Tarefa 1:
Traduza para o inglês esta frase do texto sobre Knulp: "Knulp desenvolve uma obsessão pelo retorno ao lar e pede ao amigo que use sua influência para que esse hospital seja em sua terra natal."
Tarefa 2:
Retome o texto sobre Knulp logo depois da última frase, mantendo o mesmo estilo.

Texto:

- - -

Finalmente, no terceiro e derradeiro episódio, Knulp reencontra um amigo de infância a quem ensinava Latim na escola, agora um respeitado médico, doutor Machold, que o leva para casa, lhe dá abrigo e um capote para se proteger do frio. Contra a vontade de Knulp, o médico busca um hospital para que o amigo seja curado da tuberculose. Veja como um século depois o drama se repete – há quem defenda a BCG (a vacina Bacillus Calmette-Guerin, usada para combater a tuberculose há 100 anos) contra o coronavírus.
Knulp desenvolve uma obsessão pelo retorno ao lar e pede ao amigo que use sua influência para que esse hospital seja em sua terra natal. O tísico expatriado, o filho pródigo bíblico, quer nela morrer. Antes, porém, topa com outro conhecido, um britador que o repreende por ter escolhido o destino de um pobre diabo quando poderia “ter sido coisa melhor”. O homem, simples e rude, Andres Schaibe, evoca o nome de Deus para tentar convencer Knulp a seguir por outro caminho. Este simplesmente esboça um inocente sorriso com indiferença pagã, continuando sua marcha sem rumo. “Para que fazer-te diferente do que és?”, pergunta Deus ao filho pródigo na floresta em que Knulp se refugia. A vida que ele julgava estéril e sem propósito ganha novo significado com esse reencontro.

- - -

Dados:

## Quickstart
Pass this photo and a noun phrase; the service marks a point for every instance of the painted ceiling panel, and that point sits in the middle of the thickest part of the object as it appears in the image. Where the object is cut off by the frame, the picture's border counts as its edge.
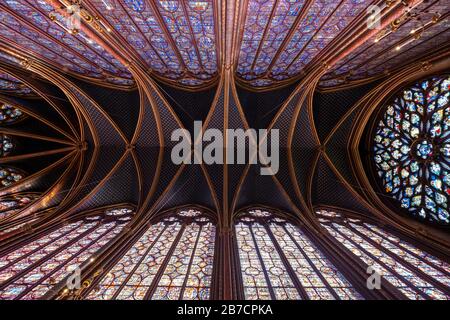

- - -

Resposta final 1:
Knulp develops an obsession with returning home and asks his friend to use his influence so that this hospital will be in his homeland.

Resposta final 2:
Ao virar andarilho em nome do Pai, levando aos sedentários uma certa nostalgia da liberdade da vida nômade, tinha, enfim, cumprido sua missão. Knulp traz leveza a todos os que encontra, desprezando o conforto material, servindo como contraponto à vida doméstica avessa à liberdade. No entanto, Knulp está longe de ser classificado como um personagem unidimensional, como observaram vários críticos que refletiram sobre o personagem. Nada é leve em sua existência. Ele carrega o fardo da responsabilidade com seus semelhantes.
No segundo episódio, por exemplo, sem querer ofender o outro andarilho que vaga com ele pelas florestas, diz que nunca se casou por não acreditar na instituição (Hesse foi por três vezes casado, mas preferia ficar só na natureza). Dois seres, justifica, podem até se encontrar, dividir certa intimidade, mas suas almas, compara Hesse, são como flores de diferentes espécies que podem até dividir o mesmo terreno, mas preservando a autonomia de suas raízes. Só o vento é livre e vai para onde quer. As flores ficam presas ao chão. Assim também são os seres.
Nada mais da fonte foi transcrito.